• [Tareas pendientes]:
a) Reproduce completo y sin ningún cambio el texto sobre las víctimas de la guerra interna colombiana.
b) Indica cuántas líneas de las entradas contienen la palabra "wooden" y responde únicamente con el número.

• [Documento]:
======

Similar cuestionamiento se puede hacer a líderes de la guerrilla o de los paramilitares, quienes justifican muchas de las crueldades cometidas durante las violencias que protagonizaron, bajo el supuesto de que eran las fatalidades de la guerra. Es comprensible que mucha de la justificación que en sus inicios pudo parecer legitima para hacer uso de las armas, dejó de serla cuando la propia violencia ejercida contra sus oponentes y la población civil, se convirtió en un medio para controlar territorios y gentes a merced de sus leyes draconianas de facto.
También es razonable esperar que la sociedad colombiana posibilite un giro en la manera de comprender la experiencia de las víctimas de nuestra guerra interna. Experiencias similares de la historia muestran que un elemento que añade sufrimiento a las víctimas es que estas perciban o vean, que sus interlocutores les juzgan porque creen que pudieron evitar ser víctimas, o que hubieran podido hacer algo más por evitarlo (Améry). O incluso peor, que constaten que otros les juzgan con la ligereza de quien juzga después de los hechos que han debido sufrir (Levi). Hay razones pues, para pedir una actitud más comprensiva y benevolente con las víctimas.
Hace un tiempo escuchaba de un amigo cercano, que cuando intentaba compartir con sus hijos su dura experiencia de sobreviviente de un partido político de izquierda, sus hijos más bien se mostraban indiferentes, seguros como estaban, de que a ellos esa experiencia les era más bien distante.

======

(Entradas de anotación con cuadros delimitadores)
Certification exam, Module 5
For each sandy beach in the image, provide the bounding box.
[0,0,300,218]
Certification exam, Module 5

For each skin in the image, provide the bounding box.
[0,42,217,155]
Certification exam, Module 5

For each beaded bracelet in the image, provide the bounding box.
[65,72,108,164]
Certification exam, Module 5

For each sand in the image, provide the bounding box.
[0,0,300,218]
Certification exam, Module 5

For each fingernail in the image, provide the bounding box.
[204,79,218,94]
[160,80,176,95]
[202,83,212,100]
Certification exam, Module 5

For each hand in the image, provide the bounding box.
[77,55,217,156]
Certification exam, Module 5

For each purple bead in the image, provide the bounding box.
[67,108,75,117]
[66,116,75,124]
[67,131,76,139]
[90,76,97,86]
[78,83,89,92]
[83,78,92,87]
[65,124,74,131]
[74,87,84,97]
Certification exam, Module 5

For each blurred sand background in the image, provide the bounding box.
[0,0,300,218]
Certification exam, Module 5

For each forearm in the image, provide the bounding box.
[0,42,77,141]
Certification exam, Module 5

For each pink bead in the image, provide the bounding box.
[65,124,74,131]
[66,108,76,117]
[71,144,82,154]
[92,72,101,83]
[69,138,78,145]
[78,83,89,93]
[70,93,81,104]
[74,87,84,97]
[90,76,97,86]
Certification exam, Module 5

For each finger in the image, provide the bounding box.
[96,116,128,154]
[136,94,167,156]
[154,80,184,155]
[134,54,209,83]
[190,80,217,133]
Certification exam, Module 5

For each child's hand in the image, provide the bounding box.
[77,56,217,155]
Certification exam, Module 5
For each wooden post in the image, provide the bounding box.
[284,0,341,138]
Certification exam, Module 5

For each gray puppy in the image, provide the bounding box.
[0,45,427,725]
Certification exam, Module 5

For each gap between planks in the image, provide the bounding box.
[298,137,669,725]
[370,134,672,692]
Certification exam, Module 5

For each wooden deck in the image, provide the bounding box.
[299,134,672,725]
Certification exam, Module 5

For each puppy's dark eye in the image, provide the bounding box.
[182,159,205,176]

======

• [Lista de respuestas]:
a)
Similar cuestionamiento se puede hacer a líderes de la guerrilla o de los paramilitares, quienes justifican muchas de las crueldades cometidas durante las violencias que protagonizaron, bajo el supuesto de que eran las fatalidades de la guerra. Es comprensible que mucha de la justificación que en sus inicios pudo parecer legitima para hacer uso de las armas, dejó de serla cuando la propia violencia ejercida contra sus oponentes y la población civil, se convirtió en un medio para controlar territorios y gentes a merced de sus leyes draconianas de facto.
También es razonable esperar que la sociedad colombiana posibilite un giro en la manera de comprender la experiencia de las víctimas de nuestra guerra interna. Experiencias similares de la historia muestran que un elemento que añade sufrimiento a las víctimas es que estas perciban o vean, que sus interlocutores les juzgan porque creen que pudieron evitar ser víctimas, o que hubieran podido hacer algo más por evitarlo (Améry). O incluso peor, que constaten que otros les juzgan con la ligereza de quien juzga después de los hechos que han debido sufrir (Levi). Hay razones pues, para pedir una actitud más comprensiva y benevolente con las víctimas.
Hace un tiempo escuchaba de un amigo cercano, que cuando intentaba compartir con sus hijos su dura experiencia de sobreviviente de un partido político de izquierda, sus hijos más bien se mostraban indiferentes, seguros como estaban, de que a ellos esa experiencia les era más bien distante.

b) 2